### Task description
Copy out the entries exactly, from the first line to the last.

+===+

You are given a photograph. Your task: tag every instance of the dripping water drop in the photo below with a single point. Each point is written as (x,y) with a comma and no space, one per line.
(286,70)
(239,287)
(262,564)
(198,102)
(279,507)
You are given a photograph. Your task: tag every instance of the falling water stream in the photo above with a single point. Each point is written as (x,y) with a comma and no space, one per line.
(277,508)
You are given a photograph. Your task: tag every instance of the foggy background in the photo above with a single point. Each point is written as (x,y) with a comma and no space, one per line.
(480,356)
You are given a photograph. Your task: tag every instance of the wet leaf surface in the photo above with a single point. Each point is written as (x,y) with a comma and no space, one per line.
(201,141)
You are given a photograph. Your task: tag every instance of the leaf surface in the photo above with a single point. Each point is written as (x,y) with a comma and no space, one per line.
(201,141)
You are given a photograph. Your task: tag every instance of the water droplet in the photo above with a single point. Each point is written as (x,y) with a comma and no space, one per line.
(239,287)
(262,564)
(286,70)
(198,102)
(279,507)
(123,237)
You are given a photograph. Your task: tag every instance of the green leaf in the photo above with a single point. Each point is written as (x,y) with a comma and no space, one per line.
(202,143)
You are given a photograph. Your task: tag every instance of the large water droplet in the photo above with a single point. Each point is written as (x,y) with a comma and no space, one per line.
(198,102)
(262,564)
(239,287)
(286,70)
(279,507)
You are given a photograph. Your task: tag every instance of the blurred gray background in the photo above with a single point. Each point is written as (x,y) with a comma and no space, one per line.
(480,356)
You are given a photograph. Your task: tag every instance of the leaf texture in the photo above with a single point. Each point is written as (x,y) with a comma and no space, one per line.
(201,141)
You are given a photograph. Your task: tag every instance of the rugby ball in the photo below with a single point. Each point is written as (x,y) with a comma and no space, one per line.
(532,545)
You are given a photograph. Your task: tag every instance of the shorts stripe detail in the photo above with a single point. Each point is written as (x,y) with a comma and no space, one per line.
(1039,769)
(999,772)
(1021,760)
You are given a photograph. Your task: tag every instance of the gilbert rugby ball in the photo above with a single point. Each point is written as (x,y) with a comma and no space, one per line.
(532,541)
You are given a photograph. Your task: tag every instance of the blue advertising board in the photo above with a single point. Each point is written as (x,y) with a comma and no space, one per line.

+===+

### Task solution
You are given a photograph. Your task: tag every instance of the dripping water drop in the photo below with a single point. Each point is written as (x,y) with a comma and no space, one per line.
(286,70)
(239,287)
(262,564)
(198,102)
(279,507)
You are given a photograph. Your task: tag every instance of the falling water stream in the photo above with a single point. Each point is written as (x,y) with a comma and no space, one per line.
(277,508)
You are given a photograph. Your task: tag every instance of the foggy background in the photo above with a single point. Each point is written as (x,y) with a comma and no space, one per line.
(480,356)
You are given a photograph. Your task: tag every instance of the wet leaf surface in the photo above with a single point. Each point is written as (x,y) with a comma and no space, one per line.
(201,141)
You are given a photograph. Your task: tag every instance of the leaf surface in the photo above with a single point. Each point is written as (x,y) with a comma and no space, one per line.
(201,141)
You are given a photograph. Your task: tag every instance of the water droplet in the photo above with a single point. Each point is written as (x,y) with a comma and no space, one per line.
(239,287)
(262,564)
(286,70)
(198,102)
(279,507)
(123,237)
You are given a photograph. Your task: tag every instance of the green leaf in the photo above with a single point. Each point is written as (x,y) with a comma and no space, one per line.
(202,143)
You are given a photograph. Your task: tag every instance of the large water droplet in the photo above with a single point. Each point is written as (x,y) with a comma and no space, one per line.
(198,102)
(262,564)
(239,287)
(286,70)
(279,507)
You are given a photograph. Your task: tag every instance of the blurred gray background in the photo above with a single point. Each point is written as (x,y) with a comma and no space, one per line.
(480,356)
You are given a photograph. Your task: tag every instance of the leaf texture in the photo above with a single point. Each point is written as (x,y) with a comma and no space, one per line.
(201,141)
You are given a photograph. Your task: tag every instance of the rugby ball in the photo below with a single point. Each point is written as (x,y) with a comma and no space, one per line.
(532,545)
You are given a photograph. Your task: tag every instance of the shorts stripe detail in the photo above with a single point. Each point is written as (x,y) with a comma and no space, one per line.
(1039,769)
(999,772)
(1021,760)
You are given a photograph. Your task: tag every instance of the gilbert rugby ball in the photo above with a single point. Each point is written as (x,y) with a comma and no space, one per line.
(532,541)
You are given a photograph. Your task: tag every instance of the blue advertising board in the photo above with a single point. Each point is written as (x,y) with a comma and no space, one per line.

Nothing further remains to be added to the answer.